#### Task to carry out:
Each record below should be reproduced as it is written, with pictures left out entirely.

#### Supplied material:
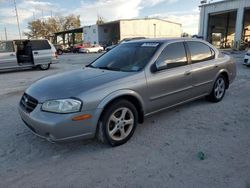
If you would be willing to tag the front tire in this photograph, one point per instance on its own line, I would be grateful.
(59, 52)
(44, 66)
(219, 90)
(118, 123)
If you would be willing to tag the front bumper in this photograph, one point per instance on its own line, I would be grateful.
(60, 127)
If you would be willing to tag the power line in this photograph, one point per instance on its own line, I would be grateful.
(17, 18)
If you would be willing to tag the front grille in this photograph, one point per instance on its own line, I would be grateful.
(28, 103)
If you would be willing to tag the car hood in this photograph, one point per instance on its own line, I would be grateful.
(72, 83)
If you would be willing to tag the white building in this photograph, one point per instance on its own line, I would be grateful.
(112, 32)
(225, 24)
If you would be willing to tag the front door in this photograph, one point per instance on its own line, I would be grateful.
(8, 57)
(173, 84)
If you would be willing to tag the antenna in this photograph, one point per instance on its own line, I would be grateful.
(17, 18)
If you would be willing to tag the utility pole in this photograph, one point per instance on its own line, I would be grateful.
(17, 18)
(42, 15)
(154, 30)
(5, 31)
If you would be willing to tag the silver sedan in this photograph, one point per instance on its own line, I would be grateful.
(109, 97)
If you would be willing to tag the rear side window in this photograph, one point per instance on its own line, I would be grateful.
(40, 45)
(174, 55)
(200, 52)
(6, 46)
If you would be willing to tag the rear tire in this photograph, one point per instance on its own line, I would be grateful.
(44, 66)
(219, 90)
(118, 123)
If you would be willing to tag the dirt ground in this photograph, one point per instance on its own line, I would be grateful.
(162, 152)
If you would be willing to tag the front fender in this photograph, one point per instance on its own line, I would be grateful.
(120, 93)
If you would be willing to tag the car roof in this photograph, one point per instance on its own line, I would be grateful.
(164, 40)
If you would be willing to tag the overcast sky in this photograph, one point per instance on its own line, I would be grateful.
(185, 12)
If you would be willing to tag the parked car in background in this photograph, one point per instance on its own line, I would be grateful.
(91, 49)
(247, 58)
(113, 94)
(16, 54)
(124, 40)
(59, 49)
(77, 47)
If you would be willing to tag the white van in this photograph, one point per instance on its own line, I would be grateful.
(27, 53)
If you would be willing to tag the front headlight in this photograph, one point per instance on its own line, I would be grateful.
(63, 106)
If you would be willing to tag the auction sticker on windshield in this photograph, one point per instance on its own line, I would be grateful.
(150, 44)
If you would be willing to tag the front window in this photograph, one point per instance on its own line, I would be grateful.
(130, 57)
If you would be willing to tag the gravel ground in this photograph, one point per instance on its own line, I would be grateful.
(162, 152)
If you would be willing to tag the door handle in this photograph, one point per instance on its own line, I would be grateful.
(187, 73)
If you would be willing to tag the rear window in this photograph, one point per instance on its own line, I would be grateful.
(200, 52)
(40, 45)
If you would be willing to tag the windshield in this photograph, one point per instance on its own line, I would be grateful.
(130, 57)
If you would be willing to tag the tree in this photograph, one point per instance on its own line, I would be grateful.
(45, 28)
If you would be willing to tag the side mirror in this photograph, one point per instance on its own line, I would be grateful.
(160, 65)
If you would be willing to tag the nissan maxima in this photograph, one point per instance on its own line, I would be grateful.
(109, 97)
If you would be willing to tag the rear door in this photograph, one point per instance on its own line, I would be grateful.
(173, 84)
(8, 57)
(204, 67)
(41, 50)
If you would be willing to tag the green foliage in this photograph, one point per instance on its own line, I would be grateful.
(45, 28)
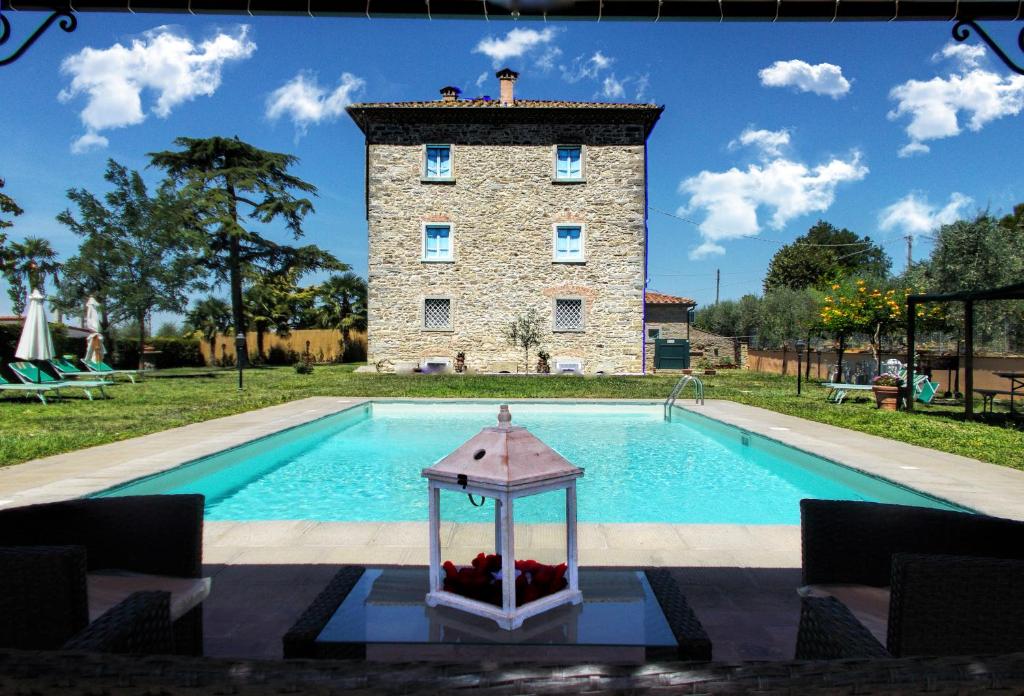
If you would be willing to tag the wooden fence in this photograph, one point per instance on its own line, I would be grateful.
(784, 362)
(323, 344)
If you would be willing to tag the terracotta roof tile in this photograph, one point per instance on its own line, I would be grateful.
(650, 297)
(495, 103)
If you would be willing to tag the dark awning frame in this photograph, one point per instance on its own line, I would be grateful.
(966, 13)
(968, 297)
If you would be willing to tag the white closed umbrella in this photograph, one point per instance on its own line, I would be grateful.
(94, 343)
(36, 342)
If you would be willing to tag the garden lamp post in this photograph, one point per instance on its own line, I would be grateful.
(240, 345)
(801, 346)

#### Solution for this task:
If you would be willing to tag the front tire in this photograph, one point per instance on its own line, I would be grateful.
(59, 52)
(44, 66)
(219, 90)
(118, 123)
If you would be willing to tag the front bumper in this photograph, one point per instance on its own line, I would be grateful.
(60, 127)
If you would be willing to tag the power line in this photograph, one point per instance on its own line, I would be grateful.
(17, 18)
If you would be willing to tag the front grille in this photograph, one point per instance on its own line, I would be grateful.
(28, 103)
If you would be willing to tag the car hood in this photograph, one point per instance on its own line, I would be grateful.
(72, 83)
If you would be willing to tag the white building in this photograph, one point per instance on its own line, I would be grateful.
(112, 32)
(225, 24)
If you would be willing to tag the front door in this photograph, one point per instance on its own line, I would be grateful.
(8, 57)
(173, 84)
If you would be willing to tag the antenna in this photograph, one point per instance on its own line, I would be grateful.
(17, 18)
If you would be willing to tag the utility pole in this photograph, one point per instance on its own line, I would be grateful.
(17, 18)
(42, 15)
(154, 30)
(5, 31)
If you would be willing to tag the silver sedan in this photograph, one point per instance on its own line, I would be grateful.
(109, 97)
If you would be willing to tag the rear side window in this photograph, one point per instance on its own line, I would be grateful.
(40, 45)
(174, 55)
(200, 52)
(6, 46)
If you would be willing to tag the rear tire in this photograph, one point per instance on its own line, I would be grateful.
(44, 66)
(219, 90)
(118, 123)
If you would be willing to tag the dirt ground in this photograph, one point per instance on its own line, I would be grateful.
(162, 152)
If you would be willing to tag the front fender in this photograph, one point per instance on its own line, I would be grateful.
(120, 93)
If you would be willing to tag the car roof in this photograph, one point per instance on its own line, I would be grateful.
(164, 40)
If you would be willing to tag the overcast sky in this photograph, one point per instance on its own line, I would be grateful.
(185, 12)
If you would be willing to tag the parked car in background in this photograph, one point per instance on its own line, I would be grateful.
(91, 49)
(247, 58)
(113, 94)
(16, 54)
(124, 40)
(59, 49)
(77, 47)
If you would be willing to tag the white van in this photograph, one point per instance on its own line, I would be grateful.
(27, 53)
If you would be willing to tag the front headlight in this photograph, one point per instance on its own line, I would be grateful.
(63, 106)
If you would be willing to tag the auction sticker on windshield in this photograph, one point per instance on its own line, I would be grateful.
(150, 44)
If you would be willing to tag the front window in this photograph, one point per instance on its own line, I would be grateful.
(130, 57)
If you would be willing to tag the gravel ground in this photograph, one point per instance on its own line, I would be grateful.
(162, 152)
If you would be willing to tag the door handle in this photograph, one point per instance on its own line, I would be grateful.
(187, 73)
If you would be willing to tag the rear window in this photograph, one point per instance on its own line, I would be grateful.
(200, 52)
(40, 45)
If you would be willing to tag the windshield in this photograph, one point per instance on its own line, I would be grateful.
(130, 57)
If you would be willing to tag the tree in this photograph, one point per instance on its own line, I would be grateful.
(45, 28)
If you would be willing to tag the side mirror in this photograph, one point per instance on its own line, I would be grateful.
(160, 65)
If you would be willing to tag the nissan maxima in this photograph, one point per instance on its own line, I would be grateful.
(109, 97)
If you would be willing to tag the rear door in this photograph, one point per instance on its own line, I would be grateful.
(173, 84)
(8, 57)
(204, 67)
(41, 50)
If you would be willing to tag the green foliage in this photograph, one point per instance on its own line, I would be grateful.
(45, 28)
If you would be willing to tag the wooden fence in this photograph, one point per instance on its own line, I would be grateful.
(784, 362)
(323, 344)
If you would be willing to tag the terracotta roof tile in this photograph, one point per instance on its own line, I would be grateful.
(650, 297)
(495, 103)
If you would be willing to tag the dark awning frame in this photograph, one point per instance on its own line, I would be grateful.
(966, 13)
(968, 297)
If you would be willing to tag the white closed umbrella in this photograph, one point per instance on its own line, I would be grateful.
(94, 343)
(36, 342)
If you would be willing to tag the garden lamp post in this photograph, one point per instance on its own line, I would be grateful.
(240, 345)
(801, 346)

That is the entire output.